[Start]

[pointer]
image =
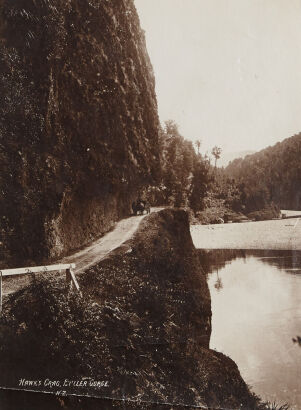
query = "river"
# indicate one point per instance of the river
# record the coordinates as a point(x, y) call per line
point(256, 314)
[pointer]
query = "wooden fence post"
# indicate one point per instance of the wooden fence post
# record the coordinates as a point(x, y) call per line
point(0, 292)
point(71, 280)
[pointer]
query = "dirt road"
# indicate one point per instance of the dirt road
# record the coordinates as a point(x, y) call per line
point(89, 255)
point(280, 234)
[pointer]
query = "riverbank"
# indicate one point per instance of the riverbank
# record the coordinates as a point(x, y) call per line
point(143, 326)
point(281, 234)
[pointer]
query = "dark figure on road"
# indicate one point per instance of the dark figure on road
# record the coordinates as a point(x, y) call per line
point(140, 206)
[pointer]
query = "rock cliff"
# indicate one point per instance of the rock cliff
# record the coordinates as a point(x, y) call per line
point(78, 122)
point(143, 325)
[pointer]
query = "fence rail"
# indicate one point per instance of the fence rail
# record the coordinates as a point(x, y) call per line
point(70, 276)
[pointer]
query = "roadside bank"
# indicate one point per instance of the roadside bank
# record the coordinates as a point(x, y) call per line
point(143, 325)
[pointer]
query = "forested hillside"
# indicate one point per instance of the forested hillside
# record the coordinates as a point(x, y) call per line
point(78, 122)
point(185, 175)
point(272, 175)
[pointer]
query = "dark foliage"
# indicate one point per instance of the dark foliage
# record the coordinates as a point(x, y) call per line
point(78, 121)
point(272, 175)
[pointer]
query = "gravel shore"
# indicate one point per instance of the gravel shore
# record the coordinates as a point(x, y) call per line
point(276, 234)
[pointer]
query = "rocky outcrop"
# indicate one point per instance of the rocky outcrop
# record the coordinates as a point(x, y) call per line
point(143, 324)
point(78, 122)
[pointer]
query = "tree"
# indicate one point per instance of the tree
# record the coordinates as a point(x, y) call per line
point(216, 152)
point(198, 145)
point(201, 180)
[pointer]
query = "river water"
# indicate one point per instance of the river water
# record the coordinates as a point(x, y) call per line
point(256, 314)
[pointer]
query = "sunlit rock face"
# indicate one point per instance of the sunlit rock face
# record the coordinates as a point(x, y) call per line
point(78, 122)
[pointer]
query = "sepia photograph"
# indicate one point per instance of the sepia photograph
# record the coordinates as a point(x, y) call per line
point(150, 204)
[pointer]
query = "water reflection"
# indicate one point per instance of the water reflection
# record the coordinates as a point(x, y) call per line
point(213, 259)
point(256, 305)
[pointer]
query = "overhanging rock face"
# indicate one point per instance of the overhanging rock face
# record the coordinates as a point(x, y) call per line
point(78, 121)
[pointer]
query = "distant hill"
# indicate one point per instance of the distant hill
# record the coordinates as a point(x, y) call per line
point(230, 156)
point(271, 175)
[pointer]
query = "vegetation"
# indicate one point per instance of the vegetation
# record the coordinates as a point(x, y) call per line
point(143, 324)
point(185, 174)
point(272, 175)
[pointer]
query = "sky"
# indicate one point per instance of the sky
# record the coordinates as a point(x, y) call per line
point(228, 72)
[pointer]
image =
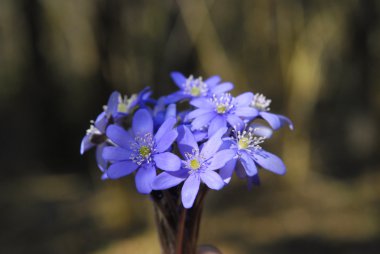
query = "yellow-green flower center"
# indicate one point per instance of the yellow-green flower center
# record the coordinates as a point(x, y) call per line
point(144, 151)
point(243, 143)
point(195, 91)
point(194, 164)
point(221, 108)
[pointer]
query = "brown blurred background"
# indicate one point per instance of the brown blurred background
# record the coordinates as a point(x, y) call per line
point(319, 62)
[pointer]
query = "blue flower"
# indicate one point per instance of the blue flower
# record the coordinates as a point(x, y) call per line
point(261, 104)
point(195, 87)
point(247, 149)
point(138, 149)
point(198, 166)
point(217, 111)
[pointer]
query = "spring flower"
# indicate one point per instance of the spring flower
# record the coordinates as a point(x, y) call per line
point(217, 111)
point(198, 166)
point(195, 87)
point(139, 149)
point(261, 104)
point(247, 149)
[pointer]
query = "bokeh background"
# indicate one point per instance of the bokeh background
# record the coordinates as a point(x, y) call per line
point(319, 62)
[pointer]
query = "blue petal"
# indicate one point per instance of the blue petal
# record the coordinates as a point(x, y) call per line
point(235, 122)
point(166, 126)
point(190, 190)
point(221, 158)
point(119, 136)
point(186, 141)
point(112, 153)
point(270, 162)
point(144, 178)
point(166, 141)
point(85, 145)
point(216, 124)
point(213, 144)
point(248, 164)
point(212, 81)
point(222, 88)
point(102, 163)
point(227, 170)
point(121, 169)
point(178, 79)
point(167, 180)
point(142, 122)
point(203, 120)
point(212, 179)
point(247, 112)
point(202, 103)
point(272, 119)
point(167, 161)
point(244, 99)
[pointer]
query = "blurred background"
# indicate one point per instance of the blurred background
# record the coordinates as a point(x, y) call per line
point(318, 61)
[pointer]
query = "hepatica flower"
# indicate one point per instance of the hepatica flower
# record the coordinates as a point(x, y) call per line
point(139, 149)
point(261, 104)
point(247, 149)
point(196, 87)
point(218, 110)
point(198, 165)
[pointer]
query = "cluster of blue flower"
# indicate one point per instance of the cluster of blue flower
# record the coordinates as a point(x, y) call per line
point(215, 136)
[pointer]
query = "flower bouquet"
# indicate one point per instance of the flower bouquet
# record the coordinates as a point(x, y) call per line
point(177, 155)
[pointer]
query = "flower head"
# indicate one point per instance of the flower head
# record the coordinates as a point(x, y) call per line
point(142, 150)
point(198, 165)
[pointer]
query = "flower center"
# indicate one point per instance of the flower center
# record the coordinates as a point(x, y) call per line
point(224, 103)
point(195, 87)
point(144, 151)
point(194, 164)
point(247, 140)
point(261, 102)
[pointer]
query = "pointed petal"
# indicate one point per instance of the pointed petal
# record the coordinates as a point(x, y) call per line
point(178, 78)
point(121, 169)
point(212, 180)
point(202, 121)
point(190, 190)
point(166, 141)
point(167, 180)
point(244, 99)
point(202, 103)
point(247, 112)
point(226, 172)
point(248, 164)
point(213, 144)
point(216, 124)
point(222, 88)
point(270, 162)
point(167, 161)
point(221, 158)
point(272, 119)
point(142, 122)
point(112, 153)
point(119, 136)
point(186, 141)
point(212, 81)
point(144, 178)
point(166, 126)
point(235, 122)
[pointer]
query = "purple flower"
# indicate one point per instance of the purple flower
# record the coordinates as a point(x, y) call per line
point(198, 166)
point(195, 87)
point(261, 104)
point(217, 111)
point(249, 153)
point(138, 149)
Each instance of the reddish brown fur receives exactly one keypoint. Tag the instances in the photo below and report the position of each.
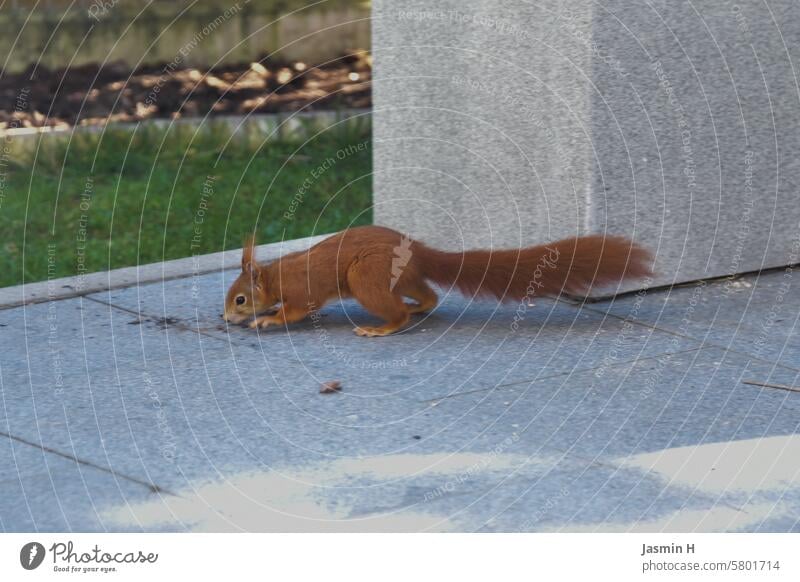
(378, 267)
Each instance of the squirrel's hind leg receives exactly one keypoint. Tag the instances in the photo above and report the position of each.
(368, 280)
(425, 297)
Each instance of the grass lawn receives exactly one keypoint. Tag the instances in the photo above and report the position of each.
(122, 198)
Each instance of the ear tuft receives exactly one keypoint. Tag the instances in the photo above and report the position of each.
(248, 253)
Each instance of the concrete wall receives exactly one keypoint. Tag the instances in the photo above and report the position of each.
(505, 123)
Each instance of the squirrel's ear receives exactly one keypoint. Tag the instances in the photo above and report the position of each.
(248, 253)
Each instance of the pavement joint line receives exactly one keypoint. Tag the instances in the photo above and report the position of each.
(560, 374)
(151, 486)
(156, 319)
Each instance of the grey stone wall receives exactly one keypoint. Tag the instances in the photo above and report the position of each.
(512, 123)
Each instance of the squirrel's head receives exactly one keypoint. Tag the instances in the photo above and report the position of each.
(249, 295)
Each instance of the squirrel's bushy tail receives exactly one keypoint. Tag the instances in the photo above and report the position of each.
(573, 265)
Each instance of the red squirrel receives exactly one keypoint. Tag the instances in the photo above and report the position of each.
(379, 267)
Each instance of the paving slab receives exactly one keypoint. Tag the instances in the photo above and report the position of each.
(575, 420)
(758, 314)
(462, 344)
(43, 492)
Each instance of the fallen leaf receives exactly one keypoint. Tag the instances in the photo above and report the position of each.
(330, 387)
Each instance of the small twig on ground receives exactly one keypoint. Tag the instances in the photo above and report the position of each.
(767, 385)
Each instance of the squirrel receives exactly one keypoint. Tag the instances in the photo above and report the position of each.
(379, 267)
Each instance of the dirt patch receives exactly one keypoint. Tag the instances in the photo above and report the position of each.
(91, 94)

[End]

(What you should do) Could you quote, exactly as they appear, the line containing "Each instance of the pavement" and every line after it to the end of the records above?

(Task response)
Each instance of the pavement joint line receives exactly one keypoint. Tag the instances in the photo above and report the position of each.
(560, 374)
(151, 486)
(156, 319)
Each instance of the grey stone wall receives exactly one keypoint. Tag the instances in the photo above and report the position of each.
(512, 123)
Each instance of the squirrel's head receives exactly one keypoint. Tag the instances in the photo above and report the position of each.
(249, 295)
Each instance of the squirrel's bushy tail receives exactly one keypoint. Tag the instances in the photo above and report the position of each.
(573, 265)
Each instance of the red squirrel receives exactly one keypoint. Tag the instances in the photo above and report the position of each.
(379, 267)
Each instance of the paving slab receives exactly one keypoint. Tag the instances in the photo above and report the position of each.
(575, 420)
(758, 314)
(462, 344)
(43, 492)
Each instance of the fallen leaf receives exactly one keypoint. Tag the instances in the photo above and report the position of each.
(330, 387)
Each instance of the small twig on ground receives exactly one keypoint. Tag the instances in the photo above and report the position of each.
(767, 385)
Each instance of the squirrel receives exactly one keypoint. Tag the instances in the photo above and report the position of each.
(379, 267)
Each instance of the dirt patch receives exactly one keypoint. Tag the instances in the photo above and report the position of each.
(91, 94)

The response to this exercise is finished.